5. Compliance Checklist 2026

To ensure seamless compliance under the Direct Tax Code 2025 for the tax year 2026, global tech employees should follow this checklist:

  1. Confirm Your Residential Status: Ascertain if you qualify as a 'Resident' for FY 2025-26 (AY 2026-27). If you are a Resident, global income and asset reporting is mandatory.
  2. Consolidate All Foreign Asset Information: Create a master list of every financial asset held outside India at any point during the calendar year 2025.
    • All foreign bank accounts (active, dormant, or zero-balance).
    • All foreign brokerage accounts.
    • Details of all vested RSUs and ESOPs (even if not sold).
    • Holdings in foreign mutual funds, ETFs, or other securities.
    • Crypto-assets held on foreign exchanges or in private wallets.
    • Foreign properties.
    • Life insurance policies issued by a foreign insurer.
    • Any account for which you have signing authority.
  3. Use the Correct ITR Form: You must file ITR-2 (for salary and capital gains) or ITR-3 (for business income). ITR-1 does not contain Schedule FA.
  4. Accurately Fill Schedule FA:
    • Report all assets identified in Step 2.
---------------
* _Tasks_:
1. According to the compliance checklist, which ITR form should be filed by someone reporting business income?
2. Write the next part of the compliance checklist, picking up after its final line.
The items that come next are separate material, unrelated to the compliance checklist.

* _Supplied records_:
---------------
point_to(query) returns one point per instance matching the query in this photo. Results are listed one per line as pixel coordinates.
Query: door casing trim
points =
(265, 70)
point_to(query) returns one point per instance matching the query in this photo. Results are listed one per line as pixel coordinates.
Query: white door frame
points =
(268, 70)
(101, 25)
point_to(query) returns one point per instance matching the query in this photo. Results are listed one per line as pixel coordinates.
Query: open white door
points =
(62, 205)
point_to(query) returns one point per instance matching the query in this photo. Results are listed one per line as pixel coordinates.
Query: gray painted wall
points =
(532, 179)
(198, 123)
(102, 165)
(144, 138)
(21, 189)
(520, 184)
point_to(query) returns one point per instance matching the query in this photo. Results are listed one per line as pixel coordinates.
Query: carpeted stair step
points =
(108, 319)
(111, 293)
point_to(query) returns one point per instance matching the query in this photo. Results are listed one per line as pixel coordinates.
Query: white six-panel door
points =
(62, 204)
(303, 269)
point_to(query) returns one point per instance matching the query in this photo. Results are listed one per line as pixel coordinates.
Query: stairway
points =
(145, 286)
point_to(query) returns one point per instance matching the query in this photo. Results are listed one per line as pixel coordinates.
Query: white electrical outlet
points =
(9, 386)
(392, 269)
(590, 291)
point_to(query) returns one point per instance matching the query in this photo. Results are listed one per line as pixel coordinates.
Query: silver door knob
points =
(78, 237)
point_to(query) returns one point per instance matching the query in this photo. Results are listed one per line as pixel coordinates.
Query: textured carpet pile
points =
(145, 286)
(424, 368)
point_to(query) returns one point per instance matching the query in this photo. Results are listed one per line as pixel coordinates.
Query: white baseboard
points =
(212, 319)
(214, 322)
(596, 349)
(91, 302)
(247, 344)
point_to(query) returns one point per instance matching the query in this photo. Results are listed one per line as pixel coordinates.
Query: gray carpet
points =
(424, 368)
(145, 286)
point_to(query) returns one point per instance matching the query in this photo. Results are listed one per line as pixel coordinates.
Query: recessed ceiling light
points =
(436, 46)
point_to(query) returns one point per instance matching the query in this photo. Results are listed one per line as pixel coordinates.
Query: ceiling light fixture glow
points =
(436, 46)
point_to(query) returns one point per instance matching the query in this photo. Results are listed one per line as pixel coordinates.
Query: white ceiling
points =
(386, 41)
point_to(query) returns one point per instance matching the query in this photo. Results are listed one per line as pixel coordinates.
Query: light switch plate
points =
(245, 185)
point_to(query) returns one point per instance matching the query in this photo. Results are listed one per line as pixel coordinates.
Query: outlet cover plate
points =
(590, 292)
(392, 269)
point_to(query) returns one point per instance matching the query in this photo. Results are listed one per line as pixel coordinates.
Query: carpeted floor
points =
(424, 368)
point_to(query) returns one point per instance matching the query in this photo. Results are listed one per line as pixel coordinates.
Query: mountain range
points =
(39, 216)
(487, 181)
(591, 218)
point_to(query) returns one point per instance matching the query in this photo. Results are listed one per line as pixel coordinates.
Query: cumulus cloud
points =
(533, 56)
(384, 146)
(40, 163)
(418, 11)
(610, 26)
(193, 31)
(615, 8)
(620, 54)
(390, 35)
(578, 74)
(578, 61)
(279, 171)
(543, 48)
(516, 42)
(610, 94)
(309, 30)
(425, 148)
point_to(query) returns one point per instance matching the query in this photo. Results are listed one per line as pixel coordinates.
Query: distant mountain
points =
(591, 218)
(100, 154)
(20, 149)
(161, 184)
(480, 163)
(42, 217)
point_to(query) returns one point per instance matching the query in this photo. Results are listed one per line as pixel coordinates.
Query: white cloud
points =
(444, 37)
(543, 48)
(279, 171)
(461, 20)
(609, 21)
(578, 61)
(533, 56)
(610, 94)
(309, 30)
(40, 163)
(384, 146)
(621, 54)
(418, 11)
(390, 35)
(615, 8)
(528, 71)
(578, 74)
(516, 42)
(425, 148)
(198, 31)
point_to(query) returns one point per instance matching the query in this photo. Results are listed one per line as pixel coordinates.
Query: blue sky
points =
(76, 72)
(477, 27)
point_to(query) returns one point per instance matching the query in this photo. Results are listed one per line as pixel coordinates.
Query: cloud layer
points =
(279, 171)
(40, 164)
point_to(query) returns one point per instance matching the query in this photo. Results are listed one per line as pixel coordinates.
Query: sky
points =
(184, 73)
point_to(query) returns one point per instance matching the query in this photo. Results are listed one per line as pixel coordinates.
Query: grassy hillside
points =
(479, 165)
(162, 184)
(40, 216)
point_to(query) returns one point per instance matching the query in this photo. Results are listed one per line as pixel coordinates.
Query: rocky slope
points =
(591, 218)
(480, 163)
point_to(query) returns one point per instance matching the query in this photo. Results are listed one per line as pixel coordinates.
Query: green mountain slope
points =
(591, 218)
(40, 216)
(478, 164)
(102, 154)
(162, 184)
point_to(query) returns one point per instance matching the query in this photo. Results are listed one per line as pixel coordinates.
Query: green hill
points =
---------------
* _Task-by-task results_:
1. ITR-3.

2.
    • Pay close attention to the reporting period (Calendar Year: Jan-Dec 2025).
    • For RSUs/ESOPs, the value at vesting becomes the "cost of acquisition" for reporting purposes.
  5. Report All Foreign Income:
    • Ensure all foreign-sourced income (interest, dividends, capital gains) is correctly reported under the respective income heads.
  6. Claim Foreign Tax Credit (FTC):
    • If you have paid taxes in a foreign country on any income (e.g., tax withheld on dividends or a "sell-to-cover" transaction on RSUs), you can claim a credit in India to avoid double taxation.
    • This requires filing Form 67 before filing your income tax return.
  7. Reconcile and File: Before final submission, reconcile the information in your ITR, especially Schedule FA, with the statements from your foreign banks and brokers to ensure there are no discrepancies.
  8. File Before the Deadline: The due date for filing a revised return to correct omissions is typically December 31st of the assessment year. Proactive correction is always better than responding to a notice.

This structured approach is essential to navigate the transparent and data-driven tax environment under the Direct Tax Code, 2025, safeguarding against the significant financial penalties associated with non-compliance.

💡 Tech Employee Tip: Restructuring your salary or vesting RSUs? Understand the new capital gains rules for 2025.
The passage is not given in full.